> [Records to use]
________________________
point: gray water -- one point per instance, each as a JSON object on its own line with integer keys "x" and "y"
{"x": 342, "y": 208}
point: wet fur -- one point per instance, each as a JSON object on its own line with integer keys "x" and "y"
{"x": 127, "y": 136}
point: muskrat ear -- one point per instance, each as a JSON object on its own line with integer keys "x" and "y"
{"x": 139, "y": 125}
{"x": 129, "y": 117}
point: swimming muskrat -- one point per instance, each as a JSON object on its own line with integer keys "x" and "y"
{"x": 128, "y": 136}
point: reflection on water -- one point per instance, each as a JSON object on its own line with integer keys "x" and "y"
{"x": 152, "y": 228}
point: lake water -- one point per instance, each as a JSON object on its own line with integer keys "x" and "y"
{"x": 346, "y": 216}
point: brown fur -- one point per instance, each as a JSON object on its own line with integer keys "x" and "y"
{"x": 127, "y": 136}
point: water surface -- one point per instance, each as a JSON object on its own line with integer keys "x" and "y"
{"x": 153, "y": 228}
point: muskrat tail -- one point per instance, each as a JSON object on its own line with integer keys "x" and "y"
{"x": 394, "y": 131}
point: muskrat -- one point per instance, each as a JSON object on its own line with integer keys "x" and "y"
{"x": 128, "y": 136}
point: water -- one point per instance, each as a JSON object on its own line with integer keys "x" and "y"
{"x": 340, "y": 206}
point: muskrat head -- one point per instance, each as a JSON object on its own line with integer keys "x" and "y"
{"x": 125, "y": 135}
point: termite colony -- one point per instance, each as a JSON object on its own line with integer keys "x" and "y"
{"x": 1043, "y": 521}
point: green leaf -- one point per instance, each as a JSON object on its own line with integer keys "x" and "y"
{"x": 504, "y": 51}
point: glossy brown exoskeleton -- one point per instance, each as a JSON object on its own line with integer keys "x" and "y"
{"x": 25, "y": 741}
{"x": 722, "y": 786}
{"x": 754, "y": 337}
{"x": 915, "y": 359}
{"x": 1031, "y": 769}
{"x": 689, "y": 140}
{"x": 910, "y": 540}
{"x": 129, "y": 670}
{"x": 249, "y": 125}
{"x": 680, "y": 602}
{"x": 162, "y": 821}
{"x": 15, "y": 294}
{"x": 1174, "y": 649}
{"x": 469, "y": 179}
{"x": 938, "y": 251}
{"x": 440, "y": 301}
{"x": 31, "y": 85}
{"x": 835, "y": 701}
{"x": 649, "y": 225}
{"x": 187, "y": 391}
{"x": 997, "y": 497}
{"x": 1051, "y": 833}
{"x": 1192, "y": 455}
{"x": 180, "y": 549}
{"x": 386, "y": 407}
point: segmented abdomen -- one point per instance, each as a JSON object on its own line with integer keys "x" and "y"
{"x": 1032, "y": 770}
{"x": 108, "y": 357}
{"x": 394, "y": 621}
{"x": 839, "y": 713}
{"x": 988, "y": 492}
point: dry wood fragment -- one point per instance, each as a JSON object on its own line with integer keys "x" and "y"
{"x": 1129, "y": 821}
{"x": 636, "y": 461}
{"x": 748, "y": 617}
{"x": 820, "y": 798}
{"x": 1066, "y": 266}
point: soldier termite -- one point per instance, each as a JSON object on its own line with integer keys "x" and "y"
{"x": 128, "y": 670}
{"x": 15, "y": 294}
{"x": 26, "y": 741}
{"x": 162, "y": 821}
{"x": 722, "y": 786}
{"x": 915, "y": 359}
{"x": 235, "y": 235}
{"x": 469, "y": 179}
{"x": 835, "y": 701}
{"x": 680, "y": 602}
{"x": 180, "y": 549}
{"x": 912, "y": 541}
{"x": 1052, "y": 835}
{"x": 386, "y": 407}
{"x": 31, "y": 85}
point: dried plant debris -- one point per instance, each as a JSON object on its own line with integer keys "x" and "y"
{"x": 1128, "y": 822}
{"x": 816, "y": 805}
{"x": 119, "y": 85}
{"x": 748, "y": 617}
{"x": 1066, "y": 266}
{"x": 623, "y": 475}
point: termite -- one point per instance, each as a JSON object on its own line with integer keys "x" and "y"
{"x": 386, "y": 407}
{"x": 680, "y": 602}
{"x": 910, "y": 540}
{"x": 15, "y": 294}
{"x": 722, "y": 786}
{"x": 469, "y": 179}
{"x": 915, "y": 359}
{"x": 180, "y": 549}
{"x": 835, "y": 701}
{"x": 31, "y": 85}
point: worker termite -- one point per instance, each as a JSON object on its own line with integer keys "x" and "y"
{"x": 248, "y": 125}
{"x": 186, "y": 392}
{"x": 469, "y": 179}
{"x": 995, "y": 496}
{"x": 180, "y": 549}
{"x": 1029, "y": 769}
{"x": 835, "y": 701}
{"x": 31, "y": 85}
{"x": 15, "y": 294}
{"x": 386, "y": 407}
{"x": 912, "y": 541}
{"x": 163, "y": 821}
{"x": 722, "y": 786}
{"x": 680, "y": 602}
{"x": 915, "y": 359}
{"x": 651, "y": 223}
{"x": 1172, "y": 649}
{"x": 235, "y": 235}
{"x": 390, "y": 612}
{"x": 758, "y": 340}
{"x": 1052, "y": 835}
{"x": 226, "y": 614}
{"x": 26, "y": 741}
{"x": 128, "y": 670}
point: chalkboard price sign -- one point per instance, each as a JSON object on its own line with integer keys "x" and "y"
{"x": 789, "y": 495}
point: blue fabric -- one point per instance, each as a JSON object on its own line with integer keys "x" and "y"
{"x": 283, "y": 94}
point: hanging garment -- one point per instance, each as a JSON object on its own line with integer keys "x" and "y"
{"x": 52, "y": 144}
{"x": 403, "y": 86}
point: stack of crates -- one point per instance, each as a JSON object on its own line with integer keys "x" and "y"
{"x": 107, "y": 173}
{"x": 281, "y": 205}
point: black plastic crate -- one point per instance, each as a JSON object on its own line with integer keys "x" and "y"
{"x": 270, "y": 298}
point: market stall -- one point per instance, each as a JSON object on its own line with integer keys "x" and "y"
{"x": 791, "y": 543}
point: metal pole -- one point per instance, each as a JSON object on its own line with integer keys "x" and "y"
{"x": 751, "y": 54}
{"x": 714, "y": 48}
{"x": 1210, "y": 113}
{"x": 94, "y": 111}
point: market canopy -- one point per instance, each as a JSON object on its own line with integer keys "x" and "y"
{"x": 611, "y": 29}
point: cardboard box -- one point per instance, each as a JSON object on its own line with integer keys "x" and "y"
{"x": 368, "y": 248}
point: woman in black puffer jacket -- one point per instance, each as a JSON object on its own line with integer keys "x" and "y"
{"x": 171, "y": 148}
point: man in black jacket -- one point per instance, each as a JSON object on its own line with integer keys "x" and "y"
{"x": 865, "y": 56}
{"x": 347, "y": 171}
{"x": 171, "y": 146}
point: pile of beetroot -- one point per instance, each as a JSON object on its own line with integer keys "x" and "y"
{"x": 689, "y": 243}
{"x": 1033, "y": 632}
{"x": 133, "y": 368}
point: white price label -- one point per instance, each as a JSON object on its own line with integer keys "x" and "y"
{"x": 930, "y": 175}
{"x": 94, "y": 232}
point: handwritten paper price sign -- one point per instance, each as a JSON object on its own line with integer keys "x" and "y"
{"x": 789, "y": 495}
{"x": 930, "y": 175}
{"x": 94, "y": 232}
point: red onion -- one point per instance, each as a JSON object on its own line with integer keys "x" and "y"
________________________
Copy the lines from the one containing "point: woman in" through the end of the lines, both ends included, reproducing each one exactly.

> [Solution for this task]
point: woman in black puffer jacket -- one point per instance, each as a JSON object on its own line with integer keys "x" and "y"
{"x": 171, "y": 148}
point: man in black jacket -- one point per instance, each as a JSON object on its own line with integer keys "x" and "y"
{"x": 865, "y": 56}
{"x": 347, "y": 171}
{"x": 171, "y": 146}
point: pile of beetroot -- one point per instance, each as a JSON object on its own line with integer keys "x" and "y"
{"x": 689, "y": 243}
{"x": 1033, "y": 632}
{"x": 133, "y": 368}
point: white price label -- one point per instance, each as a JSON object on its own line with integer keys "x" and "y"
{"x": 930, "y": 175}
{"x": 94, "y": 232}
point: handwritten paper price sign -- one point per instance, each as a JSON object on its own line with integer keys "x" and "y"
{"x": 789, "y": 495}
{"x": 930, "y": 175}
{"x": 94, "y": 232}
point: red onion -- one point per instance, each as a JSON object on its own line with integer keys "x" and "y"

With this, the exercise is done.